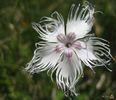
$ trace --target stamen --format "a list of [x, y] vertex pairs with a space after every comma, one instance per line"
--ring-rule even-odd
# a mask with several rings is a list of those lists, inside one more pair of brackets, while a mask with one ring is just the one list
[[57, 45], [54, 49], [57, 53], [61, 52], [63, 50], [63, 45]]
[[69, 41], [72, 41], [73, 42], [73, 40], [76, 38], [76, 35], [75, 35], [75, 33], [73, 33], [73, 32], [71, 32], [71, 33], [69, 33], [68, 35], [67, 35], [67, 39], [69, 40]]
[[66, 57], [71, 58], [72, 52], [73, 52], [72, 49], [67, 48], [67, 49], [65, 49], [64, 54], [66, 55]]
[[74, 46], [76, 49], [79, 49], [79, 50], [82, 49], [82, 46], [81, 46], [81, 43], [80, 43], [80, 42], [74, 43], [73, 46]]
[[61, 43], [66, 43], [66, 42], [67, 42], [66, 37], [65, 37], [63, 34], [59, 34], [59, 35], [57, 36], [57, 39], [58, 39], [58, 41], [60, 41]]

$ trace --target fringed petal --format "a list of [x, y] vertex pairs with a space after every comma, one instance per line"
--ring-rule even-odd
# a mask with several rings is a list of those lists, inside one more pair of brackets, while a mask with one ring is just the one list
[[56, 69], [56, 82], [66, 96], [77, 95], [75, 85], [82, 75], [83, 68], [77, 55], [74, 52], [71, 58], [62, 55]]
[[32, 27], [48, 42], [57, 42], [56, 36], [65, 34], [64, 20], [58, 12], [52, 13], [51, 17], [42, 17], [39, 23], [32, 23]]
[[91, 31], [93, 14], [94, 7], [89, 2], [85, 2], [82, 7], [80, 7], [80, 4], [78, 7], [73, 4], [68, 15], [66, 33], [74, 32], [77, 39], [84, 37]]
[[25, 70], [30, 73], [38, 73], [46, 69], [55, 69], [58, 59], [62, 52], [56, 53], [54, 48], [57, 44], [39, 42], [36, 44], [37, 49], [34, 51], [32, 60], [27, 64]]
[[92, 70], [93, 67], [96, 66], [105, 66], [107, 68], [107, 65], [110, 64], [112, 59], [109, 42], [92, 35], [91, 37], [86, 38], [86, 41], [83, 42], [85, 43], [86, 48], [80, 50], [76, 49], [78, 57], [86, 66], [90, 67]]

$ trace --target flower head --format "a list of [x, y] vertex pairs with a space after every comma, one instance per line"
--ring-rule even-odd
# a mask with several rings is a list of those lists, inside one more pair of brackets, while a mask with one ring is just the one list
[[34, 56], [25, 69], [30, 73], [51, 71], [51, 78], [55, 73], [57, 86], [66, 95], [77, 95], [75, 85], [83, 76], [82, 63], [93, 70], [95, 66], [107, 67], [111, 60], [108, 41], [89, 33], [93, 14], [94, 7], [85, 2], [72, 5], [66, 30], [58, 12], [33, 23], [42, 41], [36, 43]]

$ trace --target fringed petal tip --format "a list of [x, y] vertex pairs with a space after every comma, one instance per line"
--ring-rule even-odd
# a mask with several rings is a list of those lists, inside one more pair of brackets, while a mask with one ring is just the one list
[[68, 86], [65, 87], [65, 89], [61, 88], [58, 86], [58, 89], [61, 89], [66, 97], [73, 97], [73, 96], [78, 96], [79, 94], [76, 93], [75, 87], [70, 88]]

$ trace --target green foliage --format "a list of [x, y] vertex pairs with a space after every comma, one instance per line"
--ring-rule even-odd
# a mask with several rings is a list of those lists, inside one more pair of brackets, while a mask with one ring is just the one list
[[[0, 100], [68, 100], [56, 88], [46, 72], [29, 75], [24, 67], [33, 56], [35, 43], [39, 41], [31, 23], [53, 11], [67, 18], [71, 4], [85, 0], [1, 0], [0, 1]], [[96, 10], [93, 31], [111, 43], [111, 53], [116, 59], [116, 1], [92, 1]], [[78, 97], [74, 100], [115, 100], [116, 63], [96, 68], [93, 74], [85, 68], [85, 76], [79, 81]], [[115, 99], [111, 99], [115, 98]]]

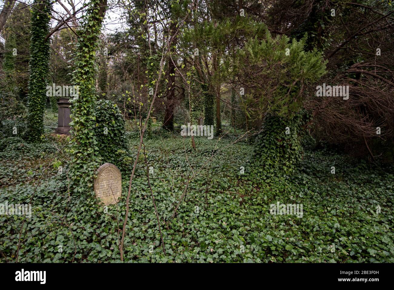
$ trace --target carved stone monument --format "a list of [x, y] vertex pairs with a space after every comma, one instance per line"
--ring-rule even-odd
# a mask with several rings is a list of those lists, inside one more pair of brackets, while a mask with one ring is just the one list
[[95, 193], [106, 205], [116, 203], [122, 195], [122, 175], [115, 165], [105, 163], [97, 170]]
[[70, 106], [71, 103], [69, 102], [69, 99], [68, 98], [60, 98], [58, 102], [58, 128], [55, 129], [55, 132], [58, 134], [70, 135], [69, 124], [71, 121], [70, 117]]

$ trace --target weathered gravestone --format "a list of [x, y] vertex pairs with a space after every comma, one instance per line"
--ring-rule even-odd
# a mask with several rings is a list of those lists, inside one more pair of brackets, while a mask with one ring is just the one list
[[94, 188], [96, 197], [106, 205], [117, 203], [122, 195], [122, 175], [118, 167], [111, 163], [100, 166]]
[[201, 117], [197, 119], [198, 120], [199, 126], [203, 126], [204, 125], [204, 118]]

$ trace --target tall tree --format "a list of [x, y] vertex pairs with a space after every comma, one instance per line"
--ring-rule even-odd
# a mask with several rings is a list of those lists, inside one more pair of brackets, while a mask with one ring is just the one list
[[29, 61], [28, 139], [40, 139], [43, 134], [44, 110], [46, 100], [46, 78], [49, 66], [49, 42], [45, 37], [49, 31], [52, 9], [50, 0], [35, 0], [33, 5], [32, 38]]
[[96, 123], [95, 102], [97, 99], [96, 51], [106, 6], [106, 0], [91, 1], [83, 22], [79, 26], [75, 47], [72, 82], [79, 91], [72, 100], [71, 106], [70, 125], [75, 136], [71, 150], [74, 159], [71, 175], [80, 192], [91, 188], [94, 171], [101, 162], [93, 130]]

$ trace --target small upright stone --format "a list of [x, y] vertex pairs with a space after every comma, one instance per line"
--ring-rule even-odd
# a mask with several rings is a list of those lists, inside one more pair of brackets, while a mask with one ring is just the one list
[[204, 125], [204, 118], [203, 117], [200, 117], [197, 120], [198, 120], [199, 126], [203, 126]]
[[100, 166], [94, 188], [96, 198], [106, 205], [117, 203], [122, 195], [122, 175], [118, 167], [111, 163]]
[[70, 135], [70, 125], [71, 121], [70, 117], [70, 106], [71, 103], [69, 101], [68, 98], [60, 98], [58, 102], [59, 106], [59, 113], [58, 117], [58, 128], [55, 132], [58, 134]]

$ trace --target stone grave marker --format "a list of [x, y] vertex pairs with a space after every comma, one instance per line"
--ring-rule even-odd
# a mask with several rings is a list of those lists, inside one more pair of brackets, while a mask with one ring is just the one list
[[203, 117], [200, 117], [197, 120], [198, 120], [198, 125], [199, 126], [203, 126], [204, 125], [204, 118]]
[[70, 106], [71, 103], [68, 98], [60, 98], [58, 102], [58, 128], [55, 132], [58, 134], [70, 135], [70, 125], [71, 121], [70, 117]]
[[100, 166], [94, 189], [96, 198], [106, 205], [117, 203], [122, 195], [122, 175], [118, 167], [111, 163]]

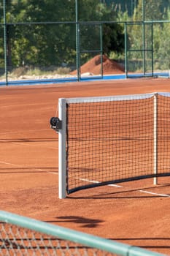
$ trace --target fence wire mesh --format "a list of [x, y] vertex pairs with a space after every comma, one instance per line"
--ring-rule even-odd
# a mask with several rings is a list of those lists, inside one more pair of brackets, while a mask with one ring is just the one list
[[[170, 0], [59, 0], [43, 4], [4, 0], [0, 83], [77, 80], [82, 66], [102, 54], [127, 74], [169, 72], [169, 7]], [[93, 75], [102, 78], [103, 69]]]
[[125, 244], [0, 211], [0, 255], [161, 256]]

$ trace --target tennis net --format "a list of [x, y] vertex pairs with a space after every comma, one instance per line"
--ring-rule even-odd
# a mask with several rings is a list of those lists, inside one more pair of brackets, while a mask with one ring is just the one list
[[170, 175], [170, 93], [59, 99], [59, 197]]

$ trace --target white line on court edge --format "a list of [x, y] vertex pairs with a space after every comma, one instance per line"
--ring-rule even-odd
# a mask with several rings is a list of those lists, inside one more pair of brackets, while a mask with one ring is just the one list
[[[0, 161], [0, 163], [4, 164], [4, 165], [13, 165], [13, 166], [16, 166], [16, 167], [20, 167], [20, 168], [24, 168], [24, 167], [25, 167], [25, 166], [23, 166], [23, 165], [12, 164], [11, 162], [4, 162], [4, 161]], [[44, 173], [52, 173], [52, 174], [58, 174], [58, 173], [48, 172], [48, 171], [47, 171], [47, 170], [45, 171], [45, 170], [42, 170], [42, 169], [34, 168], [34, 167], [29, 167], [31, 170], [40, 170], [40, 171], [44, 172]]]
[[[88, 182], [91, 182], [91, 183], [99, 183], [99, 181], [90, 181], [88, 180], [86, 178], [77, 178], [81, 181], [88, 181]], [[107, 186], [111, 186], [111, 187], [123, 187], [122, 186], [120, 185], [115, 185], [115, 184], [108, 184]]]
[[[0, 142], [4, 142], [5, 143], [6, 140], [5, 139], [4, 140], [0, 140]], [[36, 142], [36, 141], [35, 141]], [[9, 142], [11, 144], [15, 144], [15, 145], [22, 145], [22, 146], [34, 146], [34, 147], [39, 147], [39, 144], [36, 144], [36, 145], [33, 145], [33, 144], [29, 144], [28, 143], [23, 143], [23, 142], [12, 142], [12, 141], [10, 141]], [[56, 149], [56, 147], [46, 147], [46, 148], [50, 148], [50, 149]]]
[[[88, 180], [86, 178], [79, 178], [79, 179], [82, 180], [82, 181], [85, 181], [91, 182], [91, 183], [99, 183], [99, 181], [90, 181], [90, 180]], [[116, 187], [123, 187], [123, 186], [115, 185], [115, 184], [109, 184], [107, 186]], [[138, 190], [138, 191], [142, 192], [142, 193], [147, 193], [147, 194], [151, 194], [151, 195], [159, 195], [161, 197], [170, 197], [170, 195], [166, 195], [166, 194], [154, 193], [154, 192], [151, 192], [146, 191], [146, 190]]]
[[146, 191], [146, 190], [139, 190], [139, 191], [142, 192], [142, 193], [151, 194], [151, 195], [160, 195], [161, 197], [170, 197], [170, 195], [166, 195], [166, 194], [153, 193], [153, 192], [150, 192]]

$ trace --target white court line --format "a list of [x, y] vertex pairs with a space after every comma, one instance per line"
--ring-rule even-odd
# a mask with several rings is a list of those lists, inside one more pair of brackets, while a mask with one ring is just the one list
[[[0, 142], [3, 142], [5, 143], [7, 140], [5, 139], [4, 140], [0, 140]], [[38, 141], [34, 141], [33, 143], [39, 143]], [[23, 143], [23, 142], [12, 142], [12, 141], [9, 141], [8, 142], [8, 143], [11, 143], [11, 144], [16, 144], [16, 145], [22, 145], [22, 146], [31, 146], [31, 147], [39, 147], [39, 144], [38, 145], [34, 145], [34, 144], [29, 144], [28, 143]], [[45, 147], [46, 148], [50, 148], [50, 149], [56, 149], [56, 147]]]
[[[77, 178], [81, 181], [88, 181], [88, 182], [91, 182], [91, 183], [99, 183], [99, 181], [90, 181], [90, 180], [88, 180], [86, 178]], [[123, 187], [122, 186], [120, 185], [115, 185], [115, 184], [108, 184], [107, 186], [111, 186], [111, 187]]]
[[146, 190], [139, 190], [139, 191], [142, 192], [142, 193], [147, 193], [147, 194], [151, 194], [151, 195], [159, 195], [161, 197], [170, 197], [170, 195], [166, 195], [166, 194], [154, 193], [154, 192], [151, 192], [146, 191]]
[[[25, 166], [12, 164], [11, 162], [8, 162], [0, 161], [0, 163], [4, 164], [4, 165], [8, 165], [16, 166], [16, 167], [20, 167], [20, 168], [25, 168]], [[40, 170], [42, 172], [47, 173], [58, 174], [58, 173], [48, 172], [47, 170], [45, 171], [45, 170], [42, 170], [42, 169], [40, 169], [40, 168], [34, 168], [34, 167], [28, 167], [28, 168], [31, 169], [31, 170]]]
[[[88, 182], [91, 182], [91, 183], [99, 183], [99, 181], [90, 181], [90, 180], [88, 180], [86, 178], [79, 178], [80, 180], [82, 181], [88, 181]], [[120, 186], [120, 185], [115, 185], [115, 184], [109, 184], [107, 186], [111, 186], [111, 187], [123, 187], [123, 186]], [[147, 193], [147, 194], [151, 194], [151, 195], [159, 195], [161, 197], [170, 197], [169, 195], [167, 194], [158, 194], [158, 193], [154, 193], [154, 192], [151, 192], [147, 190], [138, 190], [140, 192], [142, 193]]]

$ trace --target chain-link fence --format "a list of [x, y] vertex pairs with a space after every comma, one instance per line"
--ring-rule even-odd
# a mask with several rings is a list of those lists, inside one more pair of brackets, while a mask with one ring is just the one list
[[[103, 54], [127, 77], [168, 72], [169, 29], [170, 0], [3, 0], [0, 84], [117, 73]], [[84, 69], [96, 56], [98, 72]]]
[[0, 211], [0, 255], [161, 256], [84, 233]]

__________________________________________________

EXERCISE: Please lay out everything from the start of the rows up to and including the line that contains "54], [66, 55]]" as a numbered list, with blank lines left out. Leave the pictures out of your answer.

WRITTEN SOLUTION:
1. $ trace --target stamen --format "a list of [x, y] vertex pairs with a space after every comma, one instance per line"
2. --ring-rule even-odd
3. # a mask with several rings is a list of those lists, inside one more pair of brackets, while a mask with one ring is just the one list
4. [[57, 45], [54, 49], [57, 53], [61, 52], [63, 50], [63, 45]]
5. [[69, 41], [72, 41], [73, 42], [73, 40], [76, 38], [76, 35], [75, 35], [75, 33], [73, 33], [73, 32], [71, 32], [71, 33], [69, 33], [68, 35], [67, 35], [67, 39], [69, 40]]
6. [[66, 57], [71, 58], [72, 52], [73, 52], [72, 49], [67, 48], [67, 49], [65, 49], [64, 54], [66, 55]]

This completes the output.